The Minister of Agriculture Dr. Alexander Nuetah said President Boakai is looking into the moratorium seriously because it has revealed that the problem in the rubber industry is much deeper than one would think it is.

He said the farmers and processors all have concerns, and the actors that represent the farmers, like the Rubber Planters Association, and the Rubber Development Fund, all have issues that need to be addressed.

“Some of the concerns have to do with fair pricing. Farmers want to have fair prices for what they produce. And we are committed to ensuring that the prices that will be given or offered farmers to be fair enough,” said Dr. Nuetah.

He said the government is committed to whatever will be done to make the prices fair enough.

Additionally, he said the processers are concerned about access to the raw materials that must go into production before one can have finished products.

As a government, Dr. Nuetah said it has a responsibility to sit with all these partners to identify the issue and find out what can be done to ensure that the value addition craved for is realized.

Dr. Nuetah said he had not seen any serious attempt made to support value addition in the rubber industry.

When they travel to different places, he said they are confronted that Liberia is a rubber-producing country, but it does not have anything with made in Liberia inscriptions.

“We have thought about it, we considered it and so we thought to make it one of the pillars of our agricultural development agenda,” said Dr. Nuetah.

“We want to make sure that Liberians and private sector participants in this country have the necessary support, both policy and investment to be able to ensure value addition in the rubber sector,” he added.

Dr. Nuetah assured the residents of Weala, Small-holder Famers, and Rubber Planters Association that their messages would be delivered to President Boakai.

He said President Boakai meant it when he said the rubber sector has to be developed.

On behalf of the residents of Margibi County Electoral District #5, Madam Winifred Korpo told the government’s delegation that the locals were happy because the light had come to the area through Mr. Jeety.

“District #5, we were in darkness, the whole of Margibi, we were in darkness. Mr. Jeety’s coming in this District has become a great blessing for us, especially we the small rubber farmers,” she said.

She said they have been suffering in the area for years, selling their rubber to people who didn’t pay the cash until two to three months later.

But she said Mr. Jeety has rescued them in the district, noting that when people have jobs, business people can also benefit from them.

-----

• **WRITTEN PROBLEM 1**: In the dataset listing, update the lines from the first one through the line containing "[(618, 295)]" by changing "harvester cutting reel" to "combine header reel" and keeping everything else the same. Return only those lines.

• **Dataset listing**:
-----

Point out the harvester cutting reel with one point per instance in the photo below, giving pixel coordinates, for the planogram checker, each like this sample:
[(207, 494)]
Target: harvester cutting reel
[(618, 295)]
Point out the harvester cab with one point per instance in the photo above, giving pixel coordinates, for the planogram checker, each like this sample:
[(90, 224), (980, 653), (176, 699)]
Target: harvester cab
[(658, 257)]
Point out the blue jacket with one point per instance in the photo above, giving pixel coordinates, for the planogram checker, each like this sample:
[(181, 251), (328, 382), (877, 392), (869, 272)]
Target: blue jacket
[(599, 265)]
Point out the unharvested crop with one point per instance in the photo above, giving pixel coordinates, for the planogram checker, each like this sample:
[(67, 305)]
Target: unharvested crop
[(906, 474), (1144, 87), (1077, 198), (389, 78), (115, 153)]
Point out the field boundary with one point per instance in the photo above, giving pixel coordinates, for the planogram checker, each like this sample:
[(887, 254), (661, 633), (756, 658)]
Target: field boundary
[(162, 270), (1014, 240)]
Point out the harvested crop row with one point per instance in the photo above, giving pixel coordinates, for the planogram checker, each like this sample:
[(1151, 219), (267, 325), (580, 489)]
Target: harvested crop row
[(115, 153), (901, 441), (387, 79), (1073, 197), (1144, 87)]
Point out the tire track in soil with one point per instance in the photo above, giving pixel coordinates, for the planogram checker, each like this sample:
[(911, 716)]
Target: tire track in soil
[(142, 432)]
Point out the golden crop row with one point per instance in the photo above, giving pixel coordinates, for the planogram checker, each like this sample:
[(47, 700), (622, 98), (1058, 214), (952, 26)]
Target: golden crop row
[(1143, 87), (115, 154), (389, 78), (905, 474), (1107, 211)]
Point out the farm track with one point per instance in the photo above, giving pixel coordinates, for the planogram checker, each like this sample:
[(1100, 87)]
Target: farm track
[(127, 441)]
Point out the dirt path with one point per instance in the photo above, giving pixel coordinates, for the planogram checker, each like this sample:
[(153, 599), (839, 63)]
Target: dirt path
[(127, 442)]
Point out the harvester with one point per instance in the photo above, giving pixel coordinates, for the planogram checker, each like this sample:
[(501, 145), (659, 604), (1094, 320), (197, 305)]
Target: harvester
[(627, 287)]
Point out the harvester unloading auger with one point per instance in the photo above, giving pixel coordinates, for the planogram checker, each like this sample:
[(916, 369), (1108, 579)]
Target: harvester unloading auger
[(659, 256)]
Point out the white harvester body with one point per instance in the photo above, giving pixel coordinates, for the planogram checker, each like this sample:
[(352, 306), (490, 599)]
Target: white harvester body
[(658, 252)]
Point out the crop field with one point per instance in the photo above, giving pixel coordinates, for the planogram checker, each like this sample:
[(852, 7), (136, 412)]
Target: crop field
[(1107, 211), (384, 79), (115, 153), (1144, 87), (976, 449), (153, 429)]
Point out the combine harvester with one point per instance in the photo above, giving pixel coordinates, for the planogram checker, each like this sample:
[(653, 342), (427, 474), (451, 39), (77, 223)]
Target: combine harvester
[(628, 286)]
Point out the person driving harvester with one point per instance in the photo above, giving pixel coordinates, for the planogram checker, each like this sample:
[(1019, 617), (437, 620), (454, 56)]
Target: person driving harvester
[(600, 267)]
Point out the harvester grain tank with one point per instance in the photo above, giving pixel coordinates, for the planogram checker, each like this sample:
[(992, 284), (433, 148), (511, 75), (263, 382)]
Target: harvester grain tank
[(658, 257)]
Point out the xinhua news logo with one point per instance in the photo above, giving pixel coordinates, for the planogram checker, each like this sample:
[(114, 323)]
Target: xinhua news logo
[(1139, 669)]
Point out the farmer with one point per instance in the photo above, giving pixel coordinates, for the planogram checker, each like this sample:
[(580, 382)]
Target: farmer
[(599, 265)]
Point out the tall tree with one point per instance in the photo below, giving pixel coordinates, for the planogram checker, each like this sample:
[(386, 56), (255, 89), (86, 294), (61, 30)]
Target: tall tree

-----

• **WRITTEN PROBLEM 2**: Name every person identified by name in the rubber industry report.

• **TASK RESULT 1**:
Point out the combine header reel with one point per instance in the photo below, giving pixel coordinates, for the planogram checker, each like this sample:
[(207, 494)]
Target: combine header reel
[(618, 295)]

• **TASK RESULT 2**:
- Dr. Alexander Nuetah
- President Boakai
- Madam Winifred Korpo
- Mr. Jeety